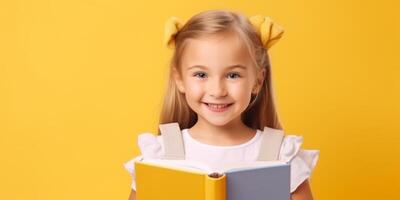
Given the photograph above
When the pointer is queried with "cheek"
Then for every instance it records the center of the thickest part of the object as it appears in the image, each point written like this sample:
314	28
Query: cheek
193	90
241	92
....................
Reescreva todos os dados acima substituindo "cheek" por "bochecha", sem nenhuma outra alteração. Não inclua as imagens na resposta.

Given the photograph above
When the pointer is queried with "bochecha"
Then for every instance it records the center of the thickest part of the object as it appears in the image, each point written like this sample:
314	28
Query: bochecha
193	90
241	92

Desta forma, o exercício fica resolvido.